(Data records)
--
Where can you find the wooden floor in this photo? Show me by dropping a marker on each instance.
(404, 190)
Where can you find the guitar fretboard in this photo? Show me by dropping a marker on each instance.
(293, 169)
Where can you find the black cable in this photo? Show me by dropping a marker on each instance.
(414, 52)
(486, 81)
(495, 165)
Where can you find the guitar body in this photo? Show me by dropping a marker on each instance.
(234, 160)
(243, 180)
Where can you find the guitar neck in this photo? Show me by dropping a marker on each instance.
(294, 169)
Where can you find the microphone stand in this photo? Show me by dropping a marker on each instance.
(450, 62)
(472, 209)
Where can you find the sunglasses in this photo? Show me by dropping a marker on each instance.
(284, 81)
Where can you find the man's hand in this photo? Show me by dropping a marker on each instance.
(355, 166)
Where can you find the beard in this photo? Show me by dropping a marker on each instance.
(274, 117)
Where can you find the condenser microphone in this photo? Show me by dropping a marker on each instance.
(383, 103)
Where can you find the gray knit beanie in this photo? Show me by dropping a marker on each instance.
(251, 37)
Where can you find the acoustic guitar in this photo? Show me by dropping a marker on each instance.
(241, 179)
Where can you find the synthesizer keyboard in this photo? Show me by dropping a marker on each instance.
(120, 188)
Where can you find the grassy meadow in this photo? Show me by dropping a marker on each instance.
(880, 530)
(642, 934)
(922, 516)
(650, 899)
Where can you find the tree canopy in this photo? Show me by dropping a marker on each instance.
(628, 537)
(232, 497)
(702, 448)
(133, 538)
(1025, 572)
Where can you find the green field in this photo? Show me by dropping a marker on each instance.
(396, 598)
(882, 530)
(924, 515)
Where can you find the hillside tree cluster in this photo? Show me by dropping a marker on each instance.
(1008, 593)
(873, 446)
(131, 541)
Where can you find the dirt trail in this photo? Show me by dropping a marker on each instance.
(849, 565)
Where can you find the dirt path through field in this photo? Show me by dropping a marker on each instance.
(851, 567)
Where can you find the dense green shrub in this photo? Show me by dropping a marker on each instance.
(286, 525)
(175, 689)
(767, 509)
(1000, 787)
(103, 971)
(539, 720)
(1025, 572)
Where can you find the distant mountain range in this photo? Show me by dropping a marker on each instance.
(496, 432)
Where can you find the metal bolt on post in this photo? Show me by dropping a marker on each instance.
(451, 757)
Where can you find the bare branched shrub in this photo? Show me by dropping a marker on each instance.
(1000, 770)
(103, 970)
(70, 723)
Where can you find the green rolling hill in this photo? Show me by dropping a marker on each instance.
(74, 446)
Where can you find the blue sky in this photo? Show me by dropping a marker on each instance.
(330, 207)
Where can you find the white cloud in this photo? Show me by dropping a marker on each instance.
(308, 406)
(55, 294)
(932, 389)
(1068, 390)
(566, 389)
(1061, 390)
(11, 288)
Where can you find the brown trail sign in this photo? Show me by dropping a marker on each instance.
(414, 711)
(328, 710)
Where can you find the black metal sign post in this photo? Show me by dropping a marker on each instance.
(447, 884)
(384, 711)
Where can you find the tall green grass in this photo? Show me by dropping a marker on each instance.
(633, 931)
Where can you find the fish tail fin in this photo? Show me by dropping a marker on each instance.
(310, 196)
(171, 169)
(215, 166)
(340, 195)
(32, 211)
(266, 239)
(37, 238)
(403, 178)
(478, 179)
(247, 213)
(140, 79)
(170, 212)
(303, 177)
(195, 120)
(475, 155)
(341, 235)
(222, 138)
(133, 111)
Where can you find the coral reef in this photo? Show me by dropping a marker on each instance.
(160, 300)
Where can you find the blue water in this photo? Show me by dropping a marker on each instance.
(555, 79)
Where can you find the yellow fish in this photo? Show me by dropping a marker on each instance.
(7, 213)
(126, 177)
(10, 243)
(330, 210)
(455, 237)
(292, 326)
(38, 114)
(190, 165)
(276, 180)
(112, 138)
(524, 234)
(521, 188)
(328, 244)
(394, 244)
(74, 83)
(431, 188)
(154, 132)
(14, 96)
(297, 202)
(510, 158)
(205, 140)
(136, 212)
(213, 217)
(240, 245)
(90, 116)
--
■ To do
Reproduce the material above without altering a single character.

■ Task response
Where can you find the wooden floor in this photo? Show me by dropping a marker on each instance.
(404, 190)
Where can you find the guitar fretboard in this photo? Show me by dropping a marker on each instance.
(293, 169)
Where can you find the black cable in this photo? Show me by dropping a marker on each instance.
(414, 52)
(486, 81)
(495, 165)
Where can you find the guitar body in this photo? Show me by dropping a marker on each instance.
(234, 160)
(243, 180)
Where can you find the guitar neck in this photo? Show me by dropping a marker on each instance.
(294, 169)
Where can you find the microphone stand in this photo? Show me by dropping a marker on each instance.
(450, 62)
(472, 209)
Where can you find the sunglasses in this photo? Show me by dropping a marker on each instance.
(284, 81)
Where can you find the man's hand in this photo? Show me by dropping a marker on each instance.
(355, 166)
Where can you find the beard in this photo? Show me by dropping a marker on each instance.
(274, 117)
Where can you find the condenser microphone in this photo? Show me by dropping a marker on each instance.
(383, 103)
Where can you find the gray knit beanie in this photo? Show me by dropping a marker on each instance.
(251, 37)
Where can you find the acoustic guitar in this photo? Show me by dropping a marker on each instance.
(241, 179)
Where can you find the synthesizer keyboard in this photo? Show me by dropping a marker on each instance.
(120, 188)
Where can you find the grassy meadow in this photo? Show me by dropping a marker on each instance.
(880, 530)
(642, 934)
(922, 516)
(650, 899)
Where can you find the tree canopy in this photo? Show me by dropping a marker on each instance.
(628, 537)
(232, 497)
(702, 448)
(133, 538)
(1025, 572)
Where can you find the green field in this photo? Show me by dropping a marker on each instance.
(396, 598)
(882, 530)
(924, 515)
Where can you find the hillside tree cluster in this photo? Show me by dropping a marker on each instance.
(1008, 593)
(873, 446)
(131, 541)
Where can you find the dirt trail in this photo? Show me by dropping a marker on each instance.
(849, 565)
Where can you find the dirt path through field in this photo? Show me by dropping a marker on each instance.
(851, 567)
Where can you find the dense green shrub in this photo? Show me by dropping a marker on each instance.
(286, 525)
(175, 689)
(767, 509)
(1000, 787)
(103, 971)
(539, 720)
(1025, 572)
Where can you find the distant mountain range in this photo? Show me by dropping a marker on each instance.
(496, 432)
Where can you find the metal bolt on post in this photo? Show me by dropping a marker on each instance.
(451, 757)
Where can you find the bare branched shrub in this photo? Show me by dropping a marker on each instance.
(1000, 770)
(103, 970)
(70, 723)
Where can you find the green rolling hill in this photo? Show me by dropping a marker on each instance.
(74, 446)
Where can you find the blue sky in this photo? Show me by dropping a marker on each instance.
(330, 207)
Where can you find the white cloud in this photo? Show me by dropping a marker on each instance.
(308, 406)
(55, 294)
(932, 389)
(1068, 390)
(566, 389)
(1061, 390)
(11, 288)
Where can you find the brown trail sign in this photo? Show me by dropping a marker on each instance.
(414, 711)
(328, 710)
Where can you find the black metal sign post in this photo? Show me by dropping a marker on each instance.
(447, 884)
(384, 711)
Where can you find the tall green grass in this photo? Show me by dropping a marker on each instance.
(633, 931)
Where can you find the fish tail fin in this photo? Show me by dropping a marker on each instance.
(310, 196)
(171, 169)
(215, 166)
(340, 195)
(32, 211)
(266, 239)
(37, 238)
(403, 178)
(478, 179)
(247, 213)
(140, 79)
(170, 212)
(303, 177)
(195, 120)
(475, 155)
(341, 235)
(222, 138)
(133, 111)
Where can you find the coral reef in this photo? Show me by dropping a marker on each instance.
(160, 300)
Where can you find the blue water in this photo? Show me by dropping a marker on each instance.
(555, 79)
Where can you find the yellow fish in this photo? Show me by dropping a marker on each instance.
(7, 213)
(126, 177)
(10, 243)
(330, 210)
(455, 237)
(292, 326)
(38, 114)
(190, 165)
(276, 180)
(112, 138)
(524, 234)
(521, 188)
(328, 244)
(394, 244)
(74, 83)
(431, 188)
(154, 132)
(14, 96)
(297, 202)
(510, 158)
(205, 140)
(136, 212)
(213, 217)
(240, 245)
(90, 116)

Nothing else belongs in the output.